Exercise requirements: Reproduce the entries below in full, word for word.
** start of Exercise data **
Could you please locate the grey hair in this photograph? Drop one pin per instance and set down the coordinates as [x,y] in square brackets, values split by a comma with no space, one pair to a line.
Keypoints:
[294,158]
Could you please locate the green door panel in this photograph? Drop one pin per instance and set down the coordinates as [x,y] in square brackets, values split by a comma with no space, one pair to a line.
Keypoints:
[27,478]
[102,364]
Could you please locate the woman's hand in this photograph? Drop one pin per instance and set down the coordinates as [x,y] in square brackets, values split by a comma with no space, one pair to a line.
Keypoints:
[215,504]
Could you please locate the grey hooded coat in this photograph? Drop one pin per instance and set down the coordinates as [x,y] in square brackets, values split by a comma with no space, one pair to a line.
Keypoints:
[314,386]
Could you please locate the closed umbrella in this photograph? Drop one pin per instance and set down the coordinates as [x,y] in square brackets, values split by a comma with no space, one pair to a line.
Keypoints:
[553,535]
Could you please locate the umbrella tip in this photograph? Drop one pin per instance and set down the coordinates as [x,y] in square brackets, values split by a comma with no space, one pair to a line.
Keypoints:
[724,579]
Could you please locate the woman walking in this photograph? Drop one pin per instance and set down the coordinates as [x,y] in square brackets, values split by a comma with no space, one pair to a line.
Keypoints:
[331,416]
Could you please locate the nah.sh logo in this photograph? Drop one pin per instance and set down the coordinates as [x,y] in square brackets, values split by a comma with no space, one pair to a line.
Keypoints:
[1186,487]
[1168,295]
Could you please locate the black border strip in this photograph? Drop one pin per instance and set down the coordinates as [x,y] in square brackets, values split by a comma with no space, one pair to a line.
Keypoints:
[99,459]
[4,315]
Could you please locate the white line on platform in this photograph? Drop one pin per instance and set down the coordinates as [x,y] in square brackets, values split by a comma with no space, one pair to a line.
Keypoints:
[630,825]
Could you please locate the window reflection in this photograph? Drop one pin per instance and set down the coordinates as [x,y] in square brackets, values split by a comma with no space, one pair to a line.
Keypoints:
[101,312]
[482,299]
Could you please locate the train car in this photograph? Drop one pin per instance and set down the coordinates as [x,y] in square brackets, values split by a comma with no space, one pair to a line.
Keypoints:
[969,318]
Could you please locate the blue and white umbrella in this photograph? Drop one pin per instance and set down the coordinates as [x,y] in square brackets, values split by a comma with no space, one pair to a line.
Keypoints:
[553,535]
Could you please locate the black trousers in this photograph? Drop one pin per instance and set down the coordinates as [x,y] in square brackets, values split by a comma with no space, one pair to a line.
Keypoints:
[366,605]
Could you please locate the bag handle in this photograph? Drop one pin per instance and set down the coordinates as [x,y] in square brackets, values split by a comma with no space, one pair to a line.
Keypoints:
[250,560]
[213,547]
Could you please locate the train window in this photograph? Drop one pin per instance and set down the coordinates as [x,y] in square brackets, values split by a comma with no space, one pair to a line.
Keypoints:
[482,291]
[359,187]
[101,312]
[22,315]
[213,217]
** end of Exercise data **
Solution for this problem:
Could you please locate the grey hair in this photograph? Drop one pin per instance and set down the coordinates as [x,y] in square brackets, values split by a comma with no space, one pair to a line.
Keypoints:
[294,158]
Could you please locate the green door panel in this photograph? Drop one pin per instance and set down the coordinates as [x,y] in square brackets, values split by a comma with no space, one pair to a line.
Keypoints:
[27,478]
[102,364]
Could you please locate the woman's hand in this photograph? Drop one pin per instance and set down the coordinates as [x,y] in square brackets, values split by a comma with no space, one pair to a line.
Keypoints:
[215,504]
Could you please locate the grey hooded coat in this photograph? Drop one pin per instance and set down the coordinates as [x,y] in square brackets, values split by a comma with no space, one pair to a line.
Keypoints:
[314,386]
Could you please locate the closed umbrella in this photograph? Drop one pin per instance and set down the coordinates as [x,y] in square brackets, values split by a comma with no space, one pair to a line.
Keypoints:
[553,535]
Could you please locate the umbrella tip in this photograph? Drop one pin per instance and set down the coordinates as [x,y] in square brackets, values split by a comma with no space, one pair to a line.
Keypoints:
[724,579]
Could you please locate the woman walking in this photograph? Drop one pin per instance and set down the coordinates as [x,y] in square brackets, values split by a comma with no space, one pair to a line.
Keypoints:
[331,416]
Could you please locate the nah.sh logo in this photograph? Drop one pin per instance and set down the coordinates as [x,y] in square brackets, values split by a comma with no space, one pair to a line.
Keypoints:
[1186,487]
[1168,295]
Could you please locate the black border strip in this photograph? Drop one pin per instance and set down the coordinates as [x,y] in square brackets, values split by a comma with no space, one pair to a line.
Keypoints:
[99,459]
[4,315]
Could you please locate the white line on platform in this photograph? Drop one pin per instance and set down the coordinates as [x,y] in square brackets, values split by a comma with no space, one pair to a line.
Keypoints:
[630,825]
Could you please locate the window reflection in this photograph? Drop one pin per instance and set down the coordinates as [x,y] in square brackets, values split by a comma with no space, one pair to a line.
Keypoints:
[101,312]
[482,299]
Could you please locate the train car in this photograph? Drop one pin per instance and set down the coordinates as [x,y] in square brackets, values split by a comma with no space, one pair to a line.
Keypoints:
[969,318]
Could you please locate the blue and white umbrella in this photograph? Drop one pin per instance and set down the coordinates as [x,y] in square brackets, values split by a comma with no space, one pair to a line.
Keypoints:
[553,535]
Could you please locate the black trousers in this photograph? Drop one pin per instance and set down the coordinates as [x,y] in square brackets, values split by a comma with no space, one pair to a line.
Keypoints:
[366,605]
Could you please locate the bag handle in this photograph? Drop one pin per instance and set down the coordinates as [x,y] in square brackets, values split by a comma with no space, one pair to a line.
Keypoints:
[250,560]
[213,547]
Could you please locate the train window in this photograph? Drop one pin per instance and set down the coordinates as [x,y] in square brackets, values split by a comma with no space, one pair to a line.
Keypoints:
[482,291]
[359,187]
[101,312]
[22,315]
[213,217]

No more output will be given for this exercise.